TASK ITEM :: Your response must be the entire set of entries, reproduced word for word.

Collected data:
^^^^

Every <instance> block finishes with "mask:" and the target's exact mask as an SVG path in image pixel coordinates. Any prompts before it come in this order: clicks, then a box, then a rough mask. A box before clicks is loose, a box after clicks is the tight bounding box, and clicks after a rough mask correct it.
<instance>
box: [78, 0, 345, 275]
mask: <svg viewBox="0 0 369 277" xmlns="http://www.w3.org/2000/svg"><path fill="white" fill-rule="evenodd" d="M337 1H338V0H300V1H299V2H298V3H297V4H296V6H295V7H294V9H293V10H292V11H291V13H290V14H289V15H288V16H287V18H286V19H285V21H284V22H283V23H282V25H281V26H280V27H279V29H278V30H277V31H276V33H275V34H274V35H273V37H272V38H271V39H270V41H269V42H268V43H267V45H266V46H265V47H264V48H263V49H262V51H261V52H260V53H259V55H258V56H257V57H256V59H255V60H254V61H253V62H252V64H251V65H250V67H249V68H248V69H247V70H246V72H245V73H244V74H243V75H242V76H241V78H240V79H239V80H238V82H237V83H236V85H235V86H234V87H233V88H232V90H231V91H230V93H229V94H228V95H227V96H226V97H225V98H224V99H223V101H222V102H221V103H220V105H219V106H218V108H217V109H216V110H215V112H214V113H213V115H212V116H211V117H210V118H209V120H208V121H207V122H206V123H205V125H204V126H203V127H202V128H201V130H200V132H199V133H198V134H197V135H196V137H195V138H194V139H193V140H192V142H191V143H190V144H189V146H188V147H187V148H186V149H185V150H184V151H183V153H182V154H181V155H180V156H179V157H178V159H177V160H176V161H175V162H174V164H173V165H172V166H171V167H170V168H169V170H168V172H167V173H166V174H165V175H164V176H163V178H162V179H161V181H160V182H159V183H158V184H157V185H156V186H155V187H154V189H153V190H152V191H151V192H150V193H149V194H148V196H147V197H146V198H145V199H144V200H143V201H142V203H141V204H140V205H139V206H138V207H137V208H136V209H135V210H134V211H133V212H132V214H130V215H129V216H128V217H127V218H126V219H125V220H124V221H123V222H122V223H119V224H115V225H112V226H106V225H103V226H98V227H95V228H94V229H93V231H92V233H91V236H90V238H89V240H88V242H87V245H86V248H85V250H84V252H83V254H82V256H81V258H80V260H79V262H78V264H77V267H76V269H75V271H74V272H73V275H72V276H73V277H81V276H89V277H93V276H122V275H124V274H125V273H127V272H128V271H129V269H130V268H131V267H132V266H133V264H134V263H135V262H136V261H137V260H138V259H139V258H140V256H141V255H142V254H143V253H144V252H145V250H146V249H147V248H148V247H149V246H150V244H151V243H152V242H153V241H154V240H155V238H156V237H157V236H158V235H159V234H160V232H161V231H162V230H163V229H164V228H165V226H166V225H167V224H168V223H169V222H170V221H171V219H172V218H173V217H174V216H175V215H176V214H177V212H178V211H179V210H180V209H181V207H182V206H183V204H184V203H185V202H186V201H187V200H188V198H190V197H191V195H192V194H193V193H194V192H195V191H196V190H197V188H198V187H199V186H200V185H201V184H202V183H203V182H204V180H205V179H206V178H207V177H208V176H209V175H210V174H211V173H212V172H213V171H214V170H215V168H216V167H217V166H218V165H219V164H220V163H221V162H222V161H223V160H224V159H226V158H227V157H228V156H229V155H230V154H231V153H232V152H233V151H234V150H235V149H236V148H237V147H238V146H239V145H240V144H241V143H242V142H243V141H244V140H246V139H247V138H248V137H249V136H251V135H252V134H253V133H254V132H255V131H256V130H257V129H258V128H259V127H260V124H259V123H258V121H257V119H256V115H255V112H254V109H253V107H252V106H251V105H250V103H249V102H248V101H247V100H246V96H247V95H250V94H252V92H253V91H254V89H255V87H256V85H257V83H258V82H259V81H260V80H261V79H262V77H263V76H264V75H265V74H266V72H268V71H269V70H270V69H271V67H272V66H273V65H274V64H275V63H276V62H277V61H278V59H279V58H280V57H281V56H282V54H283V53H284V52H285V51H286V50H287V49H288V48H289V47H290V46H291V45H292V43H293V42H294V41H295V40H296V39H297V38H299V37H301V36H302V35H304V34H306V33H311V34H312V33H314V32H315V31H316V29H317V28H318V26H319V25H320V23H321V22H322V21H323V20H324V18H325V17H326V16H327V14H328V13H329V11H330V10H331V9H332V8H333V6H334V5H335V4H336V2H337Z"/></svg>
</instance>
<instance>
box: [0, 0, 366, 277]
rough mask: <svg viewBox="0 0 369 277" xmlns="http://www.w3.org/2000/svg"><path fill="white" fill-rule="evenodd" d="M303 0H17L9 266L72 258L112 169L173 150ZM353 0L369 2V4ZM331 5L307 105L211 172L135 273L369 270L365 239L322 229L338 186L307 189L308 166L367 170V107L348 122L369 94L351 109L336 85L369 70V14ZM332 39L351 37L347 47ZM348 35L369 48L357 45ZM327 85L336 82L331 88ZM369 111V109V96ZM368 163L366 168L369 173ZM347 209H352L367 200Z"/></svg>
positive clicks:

^^^^

SOLVED EXERCISE ::
Every <instance> block finishes with "mask:" and the target's exact mask as an SVG path in image pixel coordinates. Any prompts before it come in this order: clicks, then a box, then a rough mask. A box before clicks is loose, a box after clicks is the tight bounding box, and clicks after a rough mask correct it.
<instance>
box: [78, 0, 345, 275]
mask: <svg viewBox="0 0 369 277" xmlns="http://www.w3.org/2000/svg"><path fill="white" fill-rule="evenodd" d="M337 1H338V0H300V1H299V2H298V3H297V4H296V6H295V7H294V9H293V10H292V11H291V13H290V14H289V15H288V16H287V18H286V19H285V21H284V22H283V23H282V25H281V26H280V27H279V29H278V30H277V31H276V33H275V34H274V35H273V37H272V38H271V39H270V41H269V42H268V43H267V45H266V46H265V47H264V48H263V49H262V51H261V52H260V53H259V55H258V56H257V57H256V59H255V60H254V61H253V62H252V64H251V65H250V67H249V68H248V69H247V70H246V72H245V73H244V74H243V75H242V76H241V78H240V79H239V80H238V82H237V83H236V85H235V86H234V87H233V88H232V90H231V91H230V93H229V94H228V95H227V96H226V97H225V98H224V99H223V101H222V102H221V103H220V105H219V106H218V108H217V109H216V110H215V112H214V113H213V115H212V116H211V117H210V118H209V120H208V121H207V122H206V123H205V125H204V126H203V127H202V128H201V130H200V132H199V133H198V134H197V135H196V137H195V138H194V139H193V140H192V142H191V143H190V144H189V146H188V147H187V148H186V149H185V150H184V151H183V153H182V154H181V155H180V156H179V157H178V159H177V160H176V161H175V162H174V164H173V165H172V166H171V167H170V168H169V170H168V172H167V173H166V174H165V175H164V176H163V178H162V179H161V181H160V182H159V183H158V184H157V185H156V186H155V187H154V189H153V190H152V191H151V192H150V193H149V194H148V196H147V197H146V198H145V199H144V200H143V201H142V203H141V204H140V205H139V206H138V207H137V208H136V209H135V210H134V211H133V212H132V214H130V215H129V216H128V217H127V218H126V219H125V220H124V221H123V222H122V223H119V224H115V225H112V226H106V225H103V226H98V227H95V228H94V229H93V231H92V233H91V236H90V238H89V240H88V242H87V245H86V248H85V250H84V252H83V254H82V256H81V258H80V260H79V262H78V264H77V267H76V269H75V271H74V272H73V275H72V276H73V277H81V276H89V277H93V276H122V275H124V274H125V273H127V272H128V271H129V269H130V268H131V267H132V266H133V264H134V263H135V262H136V261H137V260H138V259H139V258H140V256H141V255H142V254H143V253H144V252H145V250H146V249H147V248H148V247H149V246H150V244H151V243H152V242H153V241H154V240H155V238H156V237H157V236H158V235H159V234H160V232H161V231H162V230H163V229H164V228H165V226H166V225H167V224H168V223H169V222H170V221H171V219H172V218H173V217H174V216H175V215H176V214H177V212H178V211H179V210H180V209H181V207H182V206H183V204H184V203H185V202H186V201H187V200H188V198H190V197H191V195H192V194H193V193H194V192H195V191H196V190H197V188H198V187H199V186H200V185H201V184H202V183H203V182H204V180H205V179H206V178H207V177H208V176H209V175H210V174H211V173H212V172H213V171H214V170H215V168H216V167H217V166H218V165H219V164H220V163H221V162H222V161H223V160H224V159H226V158H227V157H228V156H229V155H230V154H231V153H232V152H233V151H234V150H235V149H236V148H237V147H238V146H239V145H240V144H241V143H242V142H243V141H244V140H246V139H247V138H248V137H249V136H251V135H252V134H253V133H254V132H255V131H256V130H257V129H258V128H259V127H260V124H259V123H258V121H257V119H256V115H255V112H254V109H253V107H252V106H251V105H250V103H249V102H248V101H247V100H246V96H247V95H250V94H252V92H253V91H254V89H255V87H256V85H257V83H258V82H259V81H260V80H261V79H262V77H263V76H264V75H265V74H266V72H268V71H269V70H270V69H271V67H272V66H273V65H274V64H275V63H276V62H277V61H278V59H279V58H280V57H281V56H282V54H283V53H284V52H285V51H286V50H287V49H288V48H289V47H290V46H291V45H292V43H293V42H294V41H295V40H296V39H297V38H299V37H301V36H302V35H304V34H306V33H311V34H312V33H314V32H315V31H316V29H317V28H318V26H319V25H320V23H321V22H322V21H323V20H324V18H325V17H326V16H327V14H328V13H329V11H330V10H331V9H332V8H333V6H334V5H335V4H336V2H337Z"/></svg>
</instance>
<instance>
box: [0, 0, 366, 277]
rough mask: <svg viewBox="0 0 369 277" xmlns="http://www.w3.org/2000/svg"><path fill="white" fill-rule="evenodd" d="M303 0H17L9 266L72 258L112 169L173 150ZM353 0L369 2V4ZM331 5L307 105L211 172L135 273L369 270L365 239L322 229L338 186L307 189L308 166L367 170V107L348 122L369 94L351 109L336 85L369 70V14ZM332 39L351 37L347 47ZM348 35L369 48L357 45ZM327 85L336 82L331 88ZM369 111V109V96ZM368 163L366 168L369 173ZM347 209H352L367 200Z"/></svg>
positive clicks:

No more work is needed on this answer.